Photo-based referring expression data

▬▬▬▬▬▬

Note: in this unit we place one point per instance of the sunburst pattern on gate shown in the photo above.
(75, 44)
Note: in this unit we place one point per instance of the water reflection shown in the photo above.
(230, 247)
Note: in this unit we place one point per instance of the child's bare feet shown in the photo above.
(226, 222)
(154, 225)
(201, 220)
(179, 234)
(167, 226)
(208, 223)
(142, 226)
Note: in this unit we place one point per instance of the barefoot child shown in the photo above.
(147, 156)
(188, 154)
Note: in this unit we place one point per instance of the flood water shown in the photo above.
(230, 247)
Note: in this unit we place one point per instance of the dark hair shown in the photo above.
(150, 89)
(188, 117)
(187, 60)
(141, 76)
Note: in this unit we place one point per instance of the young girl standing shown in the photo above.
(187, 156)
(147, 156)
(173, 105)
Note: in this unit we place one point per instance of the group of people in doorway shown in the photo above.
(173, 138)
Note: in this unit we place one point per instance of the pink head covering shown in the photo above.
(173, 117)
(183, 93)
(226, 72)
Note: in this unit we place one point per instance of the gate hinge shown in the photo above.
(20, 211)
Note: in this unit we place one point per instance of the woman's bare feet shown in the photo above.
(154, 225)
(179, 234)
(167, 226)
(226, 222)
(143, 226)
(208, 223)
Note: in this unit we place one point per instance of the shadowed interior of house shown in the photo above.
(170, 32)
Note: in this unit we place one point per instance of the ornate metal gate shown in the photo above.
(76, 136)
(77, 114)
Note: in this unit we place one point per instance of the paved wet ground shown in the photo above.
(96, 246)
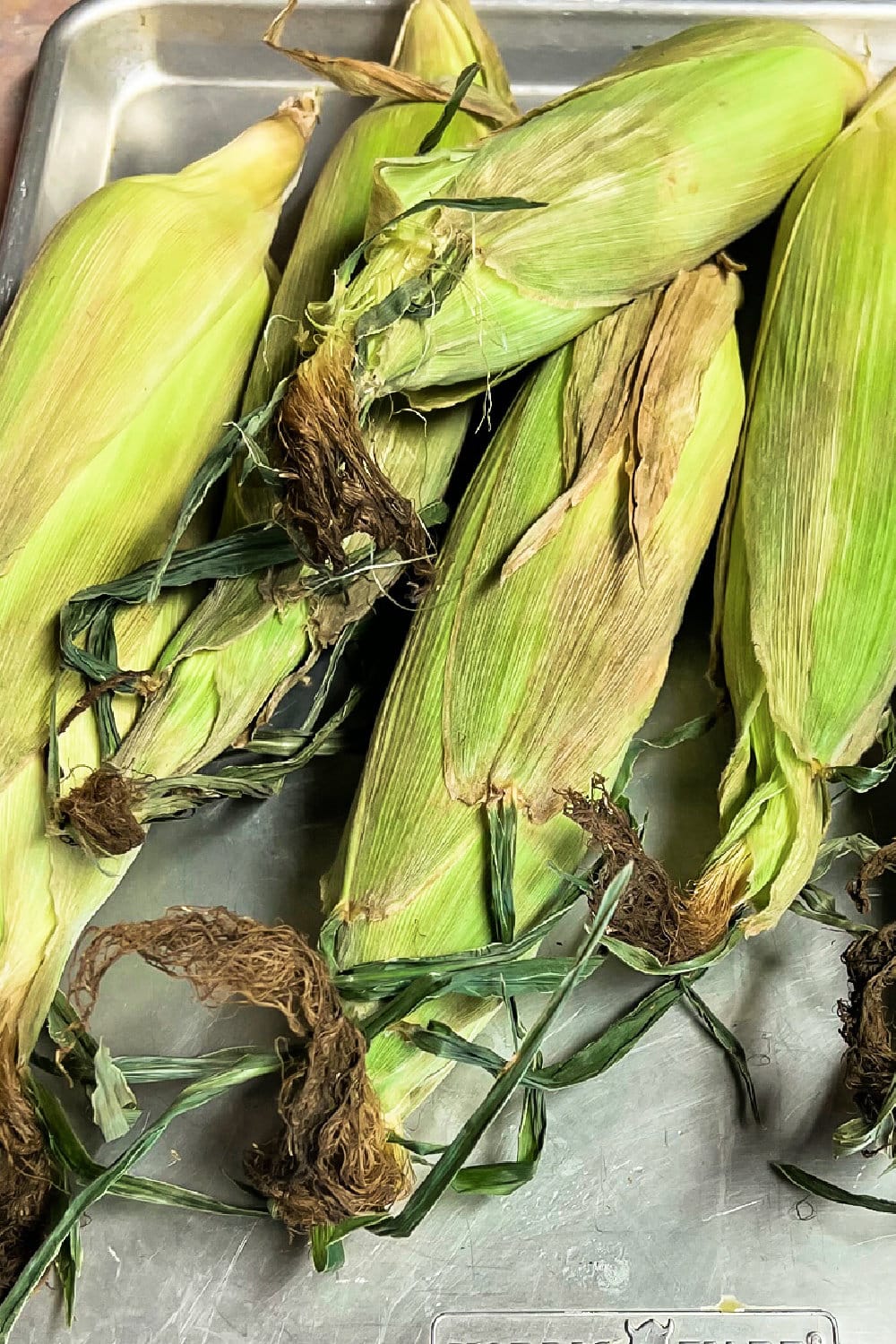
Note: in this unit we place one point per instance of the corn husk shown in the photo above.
(228, 664)
(123, 357)
(641, 174)
(805, 596)
(544, 642)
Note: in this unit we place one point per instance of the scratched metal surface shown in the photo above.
(651, 1190)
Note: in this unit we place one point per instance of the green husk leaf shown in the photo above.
(688, 731)
(728, 1042)
(166, 1069)
(503, 857)
(498, 1179)
(193, 1097)
(476, 204)
(855, 1136)
(69, 1262)
(237, 438)
(328, 1253)
(584, 1064)
(418, 1147)
(403, 1003)
(77, 1047)
(836, 1193)
(450, 109)
(74, 1160)
(840, 847)
(650, 965)
(814, 903)
(284, 742)
(455, 1155)
(115, 1107)
(863, 779)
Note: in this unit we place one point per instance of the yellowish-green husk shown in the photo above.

▬▬▬▬▬▬

● **What you need to do**
Leave the pictures behind and transcribe every record above exactly.

● **Exercise answer**
Note: in this unit we place one point per instance of the sunburst pattern on gate shown in the photo above.
(75, 44)
Note: in this unit we place one point per instance of the water reflection shown in the photo above.
(230, 247)
Note: in this unit we place one point per instance of the child's bare feet shown in the photo above.
(226, 222)
(154, 225)
(201, 220)
(179, 234)
(167, 226)
(208, 223)
(142, 226)
Note: in this unit we place one point per instance of the barefoot child shown in the photo above.
(147, 156)
(188, 154)
Note: in this unit we place one point per instance of the flood water shown in the photo above.
(230, 247)
Note: in this unit we place one point per instance of the dark hair shown in the photo above.
(150, 89)
(188, 117)
(187, 60)
(141, 76)
Note: in this unit we place one point per instance of the young girl standing shown in the photo above.
(187, 156)
(147, 156)
(173, 105)
Note: in this unit we place one point per instance of the group of people in doorway shown in the photo above.
(173, 138)
Note: in this unit we place one point per instance of the pink head covering shown in the photo above.
(173, 117)
(183, 93)
(226, 72)
Note: in this unit we place one point per instance of the gate hinge shown in the photo above.
(20, 211)
Note: in this unit we place one point per instance of the woman's bare feet shown in the photo above.
(154, 225)
(179, 234)
(167, 226)
(226, 222)
(143, 226)
(208, 223)
Note: in this unit we place one point per instance of the shadowed interior of house shown in the photo above.
(170, 32)
Note: in this unit we place one point per instance of the ornate metal gate shown in the photo above.
(76, 136)
(77, 114)
Note: in this unit we place one point per instance of the paved wet ground shown in the photo above.
(96, 246)
Note: in this unit we place one point per instance of the corn husk shown in the photo above.
(228, 664)
(123, 357)
(641, 174)
(805, 596)
(544, 642)
Note: in this unit we place one point per instance of the scratched metal surface shown in the photo above.
(651, 1190)
Note: in this unit we place one point per instance of the green husk leaf shown in the photo above.
(688, 731)
(728, 1042)
(166, 1069)
(503, 857)
(498, 1179)
(193, 1097)
(476, 204)
(855, 1136)
(69, 1262)
(237, 438)
(328, 1253)
(584, 1064)
(418, 1147)
(403, 1003)
(77, 1047)
(836, 1193)
(450, 109)
(74, 1160)
(840, 847)
(650, 965)
(814, 903)
(284, 742)
(455, 1155)
(115, 1107)
(863, 779)
Note: in this unit we place one point per instance of the yellowish-green husk shown in the photo above.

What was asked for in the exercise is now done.